------ Passage provided

An interesting article has emerged online today as a preview to the show at the AT&T Center in San Antonio tonight (June 10). Hard to tell whether the author is a fan of Coldplay or not, but one thing is for sure this article is meant to negate the effects of the New York Times one back in 2005 entitled 'The Case against Coldplay'. Still struggling to figure out if it worked or what the point of it is. You can discuss the article at the Coldplay forum here. Here's the said article, courtesy of San Antonio Current:
If you were to take the myriad reasons that critics clean the floor with Coldplay and evaluate those claims independently, they might have a point. Maybe Coldplay isn’t original. Maybe they are predictable. But Coldplay, like any band, works through various tools. Every single tool might be bad or wrong, but together it works.
After the release of Coldplay’s third album, X&Y, in 2005, New York Times reviewer Jon Pareles called the British quartet “the most insufferable band of the decade.” In case you missed it, folks, the most odious band in the world to this erudite asshole is not Chumbawamba, nor is it Aqua, nor even Puddle of Mudd.
After trudging through the Times’ review, and virtually every other bad review I could find of Coldplay, I was able to sum up why the band is, apparently, just plain awful.

------------
------ Collected data

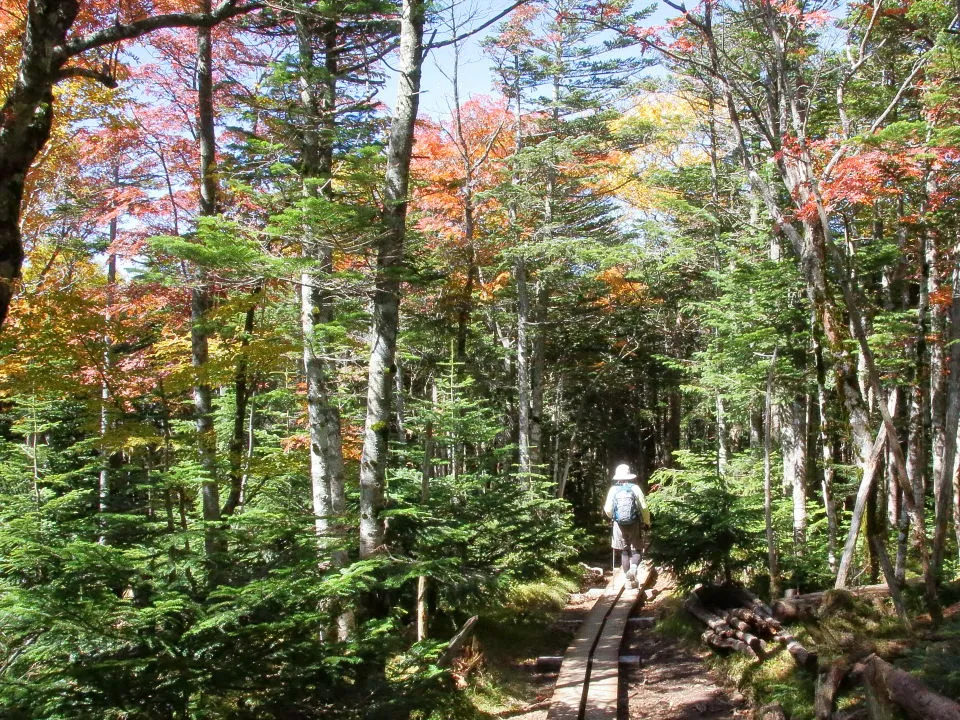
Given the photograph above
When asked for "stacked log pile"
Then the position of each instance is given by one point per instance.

------------

▸ **Required tasks**:
1. In the Coldplay article, what did New York Times reviewer Jon Pareles call the band after the release of X&Y?
2. Reproduce the Coldplay article word for word from "After trudging through" to "just plain awful.".

▸ **Expected outputs**:
1. He called Coldplay "the most insufferable band of the decade."

2.
After trudging through the Times’ review, and virtually every other bad review I could find of Coldplay, I was able to sum up why the band is, apparently, just plain awful.